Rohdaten

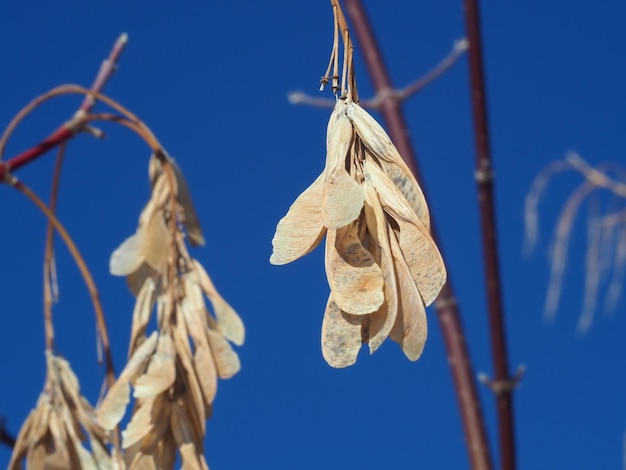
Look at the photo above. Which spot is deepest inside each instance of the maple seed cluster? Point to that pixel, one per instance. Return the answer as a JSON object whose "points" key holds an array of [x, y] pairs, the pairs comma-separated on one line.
{"points": [[382, 265], [174, 383]]}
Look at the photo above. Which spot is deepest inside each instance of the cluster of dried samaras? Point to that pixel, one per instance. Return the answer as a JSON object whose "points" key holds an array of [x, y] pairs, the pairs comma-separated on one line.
{"points": [[382, 265], [173, 371]]}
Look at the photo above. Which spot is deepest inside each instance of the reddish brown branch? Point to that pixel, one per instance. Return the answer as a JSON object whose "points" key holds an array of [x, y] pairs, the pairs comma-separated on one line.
{"points": [[484, 181], [64, 133], [447, 308], [5, 437]]}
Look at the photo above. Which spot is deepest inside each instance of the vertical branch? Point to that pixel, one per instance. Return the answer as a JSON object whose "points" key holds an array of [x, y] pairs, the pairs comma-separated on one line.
{"points": [[48, 257], [447, 308], [502, 384]]}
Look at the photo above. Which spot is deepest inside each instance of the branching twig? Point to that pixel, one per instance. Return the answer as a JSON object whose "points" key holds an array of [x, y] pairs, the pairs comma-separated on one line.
{"points": [[484, 180], [447, 308], [460, 46], [65, 132], [5, 437]]}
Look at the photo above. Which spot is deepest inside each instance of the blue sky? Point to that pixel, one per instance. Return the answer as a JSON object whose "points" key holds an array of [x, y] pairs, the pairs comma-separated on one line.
{"points": [[211, 80]]}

• **AUFGABENSTELLUNG**: Gib die gesamte obige Auflistung als Markdown-Tabelle mit den Spalten „Nr.“ und „Zeile“ wieder und lass dabei Leerzeilen weg. Die Bilder gehören nicht in die Antwort.

• **ANTWORT ZUR AUFGABE**:
| Nr. | Zeile |
|---|---|
| 1 | Look at the photo above. Which spot is deepest inside each instance of the maple seed cluster? Point to that pixel, one per instance. Return the answer as a JSON object whose "points" key holds an array of [x, y] pairs, the pairs comma-separated on one line. |
| 2 | {"points": [[382, 265], [174, 383]]} |
| 3 | Look at the photo above. Which spot is deepest inside each instance of the cluster of dried samaras? Point to that pixel, one per instance. Return the answer as a JSON object whose "points" key holds an array of [x, y] pairs, the pairs comma-separated on one line. |
| 4 | {"points": [[382, 265], [173, 371]]} |
| 5 | Look at the photo above. Which spot is deepest inside each instance of the reddish brown branch? Point to that pixel, one per instance. Return the answer as a JSON object whose "points" key holds an array of [x, y] pairs, the pairs comma-separated on one line. |
| 6 | {"points": [[484, 181], [64, 133], [447, 308], [5, 437]]} |
| 7 | Look at the photo above. Which spot is deepest inside each instance of the vertical branch? Point to that pixel, one per instance. Return the answer as a JSON object whose "points" key holds an array of [x, y] pairs, the pairs comma-separated on one line. |
| 8 | {"points": [[48, 257], [447, 308], [502, 384]]} |
| 9 | Look at the photo above. Which spot is deepest inside each instance of the branching twig? Point to that pixel, one per instance. Return the answer as a JSON object whose "points" key holds an array of [x, y] pairs, the pairs comma-separated on one line. |
| 10 | {"points": [[484, 180], [447, 308], [460, 46], [65, 132], [5, 437]]} |
| 11 | Look at the photo above. Which spot is deepest inside each instance of the blue sky? Point to that pixel, one per instance. Return the answer as a JSON object whose "points" key holds an array of [x, y] pairs, the pairs comma-separated on one line. |
| 12 | {"points": [[211, 80]]} |